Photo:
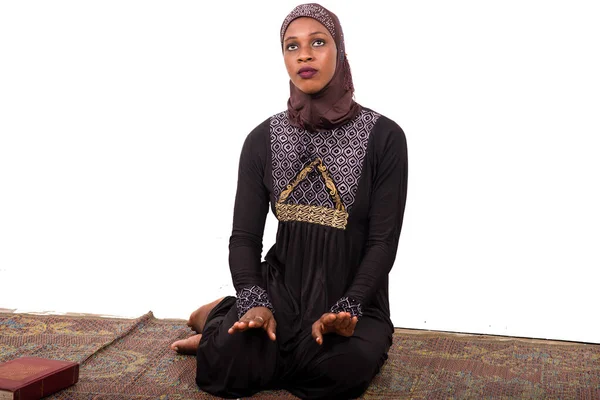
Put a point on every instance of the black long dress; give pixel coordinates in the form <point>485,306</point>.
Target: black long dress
<point>339,197</point>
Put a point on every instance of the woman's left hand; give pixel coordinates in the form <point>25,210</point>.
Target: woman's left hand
<point>341,323</point>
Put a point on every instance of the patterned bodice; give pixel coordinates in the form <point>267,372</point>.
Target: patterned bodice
<point>316,174</point>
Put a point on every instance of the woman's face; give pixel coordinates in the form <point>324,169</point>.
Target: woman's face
<point>310,54</point>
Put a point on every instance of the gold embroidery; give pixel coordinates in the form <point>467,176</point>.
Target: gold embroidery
<point>335,217</point>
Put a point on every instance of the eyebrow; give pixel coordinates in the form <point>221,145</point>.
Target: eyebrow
<point>314,33</point>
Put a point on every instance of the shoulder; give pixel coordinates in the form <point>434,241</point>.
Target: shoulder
<point>386,132</point>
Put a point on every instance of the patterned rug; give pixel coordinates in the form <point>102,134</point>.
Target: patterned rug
<point>130,359</point>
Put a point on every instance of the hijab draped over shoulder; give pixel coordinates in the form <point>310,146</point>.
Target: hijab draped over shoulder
<point>333,105</point>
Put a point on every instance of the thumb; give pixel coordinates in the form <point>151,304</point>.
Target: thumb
<point>317,332</point>
<point>270,327</point>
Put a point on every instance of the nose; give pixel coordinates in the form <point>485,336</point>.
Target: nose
<point>305,55</point>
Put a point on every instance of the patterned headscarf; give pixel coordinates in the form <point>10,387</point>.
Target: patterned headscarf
<point>333,105</point>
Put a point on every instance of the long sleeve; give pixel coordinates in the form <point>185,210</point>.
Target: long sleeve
<point>386,211</point>
<point>250,211</point>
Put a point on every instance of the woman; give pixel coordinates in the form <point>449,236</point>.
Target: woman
<point>314,317</point>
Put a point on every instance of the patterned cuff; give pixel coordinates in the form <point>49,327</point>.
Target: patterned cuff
<point>253,296</point>
<point>346,304</point>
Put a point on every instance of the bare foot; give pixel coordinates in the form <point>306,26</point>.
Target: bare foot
<point>198,317</point>
<point>187,346</point>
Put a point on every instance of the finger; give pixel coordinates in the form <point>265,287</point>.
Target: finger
<point>239,326</point>
<point>256,322</point>
<point>317,332</point>
<point>270,328</point>
<point>352,326</point>
<point>329,318</point>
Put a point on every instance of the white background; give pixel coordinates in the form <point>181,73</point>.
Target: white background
<point>121,124</point>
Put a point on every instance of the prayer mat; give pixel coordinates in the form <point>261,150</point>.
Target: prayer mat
<point>131,359</point>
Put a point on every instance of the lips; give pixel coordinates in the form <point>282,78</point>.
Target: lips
<point>307,72</point>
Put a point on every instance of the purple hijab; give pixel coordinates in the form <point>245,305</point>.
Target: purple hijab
<point>333,105</point>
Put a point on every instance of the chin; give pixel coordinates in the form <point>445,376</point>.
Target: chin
<point>309,89</point>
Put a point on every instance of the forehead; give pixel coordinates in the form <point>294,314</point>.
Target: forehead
<point>304,26</point>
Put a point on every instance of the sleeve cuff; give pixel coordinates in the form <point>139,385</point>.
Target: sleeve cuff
<point>347,304</point>
<point>250,297</point>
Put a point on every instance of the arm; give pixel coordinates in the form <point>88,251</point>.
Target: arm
<point>250,211</point>
<point>386,211</point>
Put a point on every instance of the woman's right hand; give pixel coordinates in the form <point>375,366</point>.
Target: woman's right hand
<point>256,317</point>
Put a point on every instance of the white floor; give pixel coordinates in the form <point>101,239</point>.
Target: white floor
<point>167,292</point>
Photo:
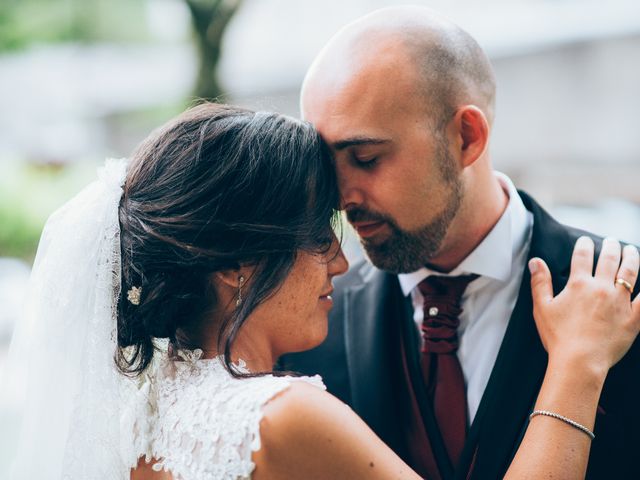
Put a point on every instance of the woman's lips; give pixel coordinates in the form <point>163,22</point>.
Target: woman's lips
<point>367,229</point>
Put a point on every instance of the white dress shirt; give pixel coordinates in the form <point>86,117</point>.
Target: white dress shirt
<point>489,300</point>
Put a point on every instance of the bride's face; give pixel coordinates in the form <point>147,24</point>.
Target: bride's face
<point>295,317</point>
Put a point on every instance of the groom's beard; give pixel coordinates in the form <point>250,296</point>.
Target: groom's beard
<point>407,251</point>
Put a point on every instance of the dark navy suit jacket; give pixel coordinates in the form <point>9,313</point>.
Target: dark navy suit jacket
<point>358,366</point>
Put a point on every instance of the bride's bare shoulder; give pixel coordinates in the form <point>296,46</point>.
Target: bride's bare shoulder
<point>308,433</point>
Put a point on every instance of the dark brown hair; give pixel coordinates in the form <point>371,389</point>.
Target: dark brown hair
<point>216,188</point>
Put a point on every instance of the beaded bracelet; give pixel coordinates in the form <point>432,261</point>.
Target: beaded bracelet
<point>566,420</point>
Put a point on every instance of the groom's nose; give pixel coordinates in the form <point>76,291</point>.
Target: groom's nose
<point>351,192</point>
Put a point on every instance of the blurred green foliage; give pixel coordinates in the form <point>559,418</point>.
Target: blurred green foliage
<point>25,22</point>
<point>29,193</point>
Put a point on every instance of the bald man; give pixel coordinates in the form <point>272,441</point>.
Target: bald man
<point>432,341</point>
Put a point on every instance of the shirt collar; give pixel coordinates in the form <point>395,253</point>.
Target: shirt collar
<point>493,257</point>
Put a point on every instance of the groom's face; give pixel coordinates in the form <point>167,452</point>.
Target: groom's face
<point>398,176</point>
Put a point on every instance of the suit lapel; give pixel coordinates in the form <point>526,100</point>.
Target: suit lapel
<point>369,321</point>
<point>517,375</point>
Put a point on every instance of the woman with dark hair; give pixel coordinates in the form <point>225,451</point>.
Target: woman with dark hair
<point>163,294</point>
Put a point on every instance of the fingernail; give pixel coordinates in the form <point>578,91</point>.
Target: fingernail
<point>583,241</point>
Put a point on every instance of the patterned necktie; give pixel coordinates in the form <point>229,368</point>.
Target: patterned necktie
<point>441,368</point>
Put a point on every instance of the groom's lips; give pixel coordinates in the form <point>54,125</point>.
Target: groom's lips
<point>367,229</point>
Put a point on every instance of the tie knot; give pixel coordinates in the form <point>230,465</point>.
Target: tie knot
<point>442,296</point>
<point>447,288</point>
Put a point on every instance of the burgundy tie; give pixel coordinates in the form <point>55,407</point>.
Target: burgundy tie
<point>440,365</point>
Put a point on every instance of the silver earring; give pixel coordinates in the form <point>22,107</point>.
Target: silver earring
<point>240,283</point>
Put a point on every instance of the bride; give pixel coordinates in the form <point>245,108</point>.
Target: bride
<point>163,294</point>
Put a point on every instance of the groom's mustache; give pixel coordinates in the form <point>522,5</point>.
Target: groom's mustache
<point>361,215</point>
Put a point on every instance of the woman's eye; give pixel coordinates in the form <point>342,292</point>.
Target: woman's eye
<point>366,162</point>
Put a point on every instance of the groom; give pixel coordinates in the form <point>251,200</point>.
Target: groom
<point>405,99</point>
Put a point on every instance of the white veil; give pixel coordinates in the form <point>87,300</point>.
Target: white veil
<point>62,351</point>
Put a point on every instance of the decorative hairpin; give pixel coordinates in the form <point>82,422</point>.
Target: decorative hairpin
<point>133,295</point>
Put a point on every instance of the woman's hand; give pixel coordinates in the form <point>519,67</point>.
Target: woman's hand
<point>593,321</point>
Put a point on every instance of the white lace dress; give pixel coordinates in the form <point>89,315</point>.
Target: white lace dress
<point>196,419</point>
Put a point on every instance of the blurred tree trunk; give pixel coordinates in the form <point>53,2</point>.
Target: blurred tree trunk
<point>209,19</point>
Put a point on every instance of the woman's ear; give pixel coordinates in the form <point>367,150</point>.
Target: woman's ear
<point>233,278</point>
<point>473,133</point>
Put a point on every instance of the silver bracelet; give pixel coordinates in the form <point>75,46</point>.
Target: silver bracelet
<point>547,413</point>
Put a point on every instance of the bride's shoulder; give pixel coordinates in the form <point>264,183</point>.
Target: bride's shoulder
<point>206,423</point>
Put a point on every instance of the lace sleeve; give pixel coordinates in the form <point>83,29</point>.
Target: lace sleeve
<point>207,423</point>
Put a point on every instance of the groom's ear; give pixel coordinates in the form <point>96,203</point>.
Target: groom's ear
<point>472,134</point>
----
-- Objetivo da tarefa --
Edite as linhas dos itens, começando no início deles e indo até a linha com "<point>341,323</point>", inclusive, trocando "left hand" por "right hand" e mantendo todo o resto igual. Deixe as imagens de fora da resposta.

-- Resposta completa --
Photo:
Put a point on every instance of the black long dress; give pixel coordinates in the form <point>485,306</point>.
Target: black long dress
<point>339,197</point>
Put a point on every instance of the woman's right hand; give pixel coordinates in the form <point>25,210</point>.
Target: woman's right hand
<point>341,323</point>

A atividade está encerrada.